(Stored data entries)
====

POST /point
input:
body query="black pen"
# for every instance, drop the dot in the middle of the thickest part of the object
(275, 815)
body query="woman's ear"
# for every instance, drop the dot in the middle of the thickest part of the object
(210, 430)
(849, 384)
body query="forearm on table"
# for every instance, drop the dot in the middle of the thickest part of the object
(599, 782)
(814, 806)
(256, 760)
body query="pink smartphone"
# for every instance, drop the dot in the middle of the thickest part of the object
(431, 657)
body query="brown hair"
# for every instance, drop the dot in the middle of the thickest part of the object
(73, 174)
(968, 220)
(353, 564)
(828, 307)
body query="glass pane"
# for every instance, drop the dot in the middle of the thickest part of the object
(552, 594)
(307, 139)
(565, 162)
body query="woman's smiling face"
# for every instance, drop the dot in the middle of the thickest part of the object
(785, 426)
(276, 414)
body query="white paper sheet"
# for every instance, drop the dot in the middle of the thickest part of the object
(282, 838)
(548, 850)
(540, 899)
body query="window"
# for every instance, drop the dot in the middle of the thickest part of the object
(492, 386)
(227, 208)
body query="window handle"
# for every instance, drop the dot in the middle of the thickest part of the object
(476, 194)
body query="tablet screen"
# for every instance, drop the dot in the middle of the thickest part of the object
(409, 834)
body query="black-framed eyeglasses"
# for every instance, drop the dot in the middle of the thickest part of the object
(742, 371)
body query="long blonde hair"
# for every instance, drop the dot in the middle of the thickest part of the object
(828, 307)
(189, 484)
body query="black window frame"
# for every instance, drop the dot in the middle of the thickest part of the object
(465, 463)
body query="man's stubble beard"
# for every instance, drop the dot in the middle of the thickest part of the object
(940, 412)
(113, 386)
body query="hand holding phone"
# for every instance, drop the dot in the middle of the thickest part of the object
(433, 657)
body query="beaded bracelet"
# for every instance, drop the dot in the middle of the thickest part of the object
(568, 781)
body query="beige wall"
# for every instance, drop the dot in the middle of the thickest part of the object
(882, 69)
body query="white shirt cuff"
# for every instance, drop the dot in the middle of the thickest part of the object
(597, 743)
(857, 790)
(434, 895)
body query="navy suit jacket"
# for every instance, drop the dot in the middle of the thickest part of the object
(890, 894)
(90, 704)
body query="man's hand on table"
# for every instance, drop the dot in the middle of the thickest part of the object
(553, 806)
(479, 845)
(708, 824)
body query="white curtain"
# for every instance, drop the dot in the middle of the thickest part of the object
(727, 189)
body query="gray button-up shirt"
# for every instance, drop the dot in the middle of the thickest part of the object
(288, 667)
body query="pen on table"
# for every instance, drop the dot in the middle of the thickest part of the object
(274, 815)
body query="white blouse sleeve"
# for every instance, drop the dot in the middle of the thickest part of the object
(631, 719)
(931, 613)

====

## [Work to be completed]
Return every record, word for word.

## [Solution to this problem]
POST /point
input:
body query="black pen"
# for every instance, drop the dot in the middle of the thickest part of the object
(275, 815)
body query="woman's ear"
# for every instance, drop the dot in the middle of the thickest part of the object
(210, 430)
(849, 384)
body query="forearm on table"
# for every instance, drop the dot in the middle of the thickest part of the object
(599, 782)
(814, 806)
(256, 760)
body query="pink smartphone"
# for every instance, drop the dot in the middle of the thickest part of the object
(431, 657)
body query="brown hair"
# for every instance, drop the dot in the middle of the thickest part of the object
(73, 174)
(968, 220)
(353, 564)
(828, 307)
body query="glass pane"
# for every instance, drop the dot in the middle of the thickest part of the object
(552, 594)
(307, 139)
(565, 162)
body query="woman's smiling face"
# for every instance, drop the dot in the middle of the thickest part of the object
(785, 426)
(276, 414)
body query="white paper sheet"
# for every instance, drop the dot in the middle of the thickest part of the object
(282, 838)
(548, 850)
(540, 899)
body query="window"
# for every instance, drop the dot in the middle of the thickest part of the object
(492, 386)
(227, 208)
body query="window handle"
# for every instance, drop the dot in the middle of the thickest part of the object
(476, 194)
body query="tablet screen"
# for every instance, drop the dot in the middle of the thickest part of the object
(409, 834)
body query="black-framed eyeglasses"
# for every instance, drop the dot in the middle of the thickest part of the object
(742, 371)
body query="long blonde hair"
# for every instance, drop the dot in the middle of the thickest part of the object
(828, 307)
(189, 484)
body query="black window frame"
# for every instance, drop the dot in the middle of the thickest part of the object
(465, 463)
body query="man's stubble beard"
# for every instance, drop the dot in the middle of the thickest part of the object
(940, 412)
(113, 386)
body query="hand holding phone"
# for every instance, drop the dot in the middle of the thickest part of the object
(433, 657)
body query="beaded bracelet"
# for every instance, drop the dot in the middle of the thickest part of the object
(568, 781)
body query="beige wall"
# for every instance, drop the dot in the middle of the thickest part of the object
(882, 69)
body query="white shirt cuff"
# for every instance, drop the dot in the middle of the thickest part of the object
(597, 743)
(857, 790)
(434, 895)
body query="navy suit jacket"
# for every instance, drop the dot in the middle of the thickest part of the object
(890, 894)
(90, 704)
body query="man's hand on table"
# for every instance, drop the dot in the middle of the thickest part of the object
(553, 806)
(479, 845)
(708, 824)
body query="white curtain"
# for every instance, drop the dot in the middle of the thickest part of the object
(727, 189)
body query="gray button-up shirt"
# for every instance, drop the dot in the middle of the thickest part of the object
(288, 667)
body query="pen on table"
# for every instance, drop the dot in the middle of the thickest part of the object
(274, 815)
body query="white blouse sleeve"
# for every instance, drop the dot in the middle of the thickest part of the object
(631, 719)
(931, 613)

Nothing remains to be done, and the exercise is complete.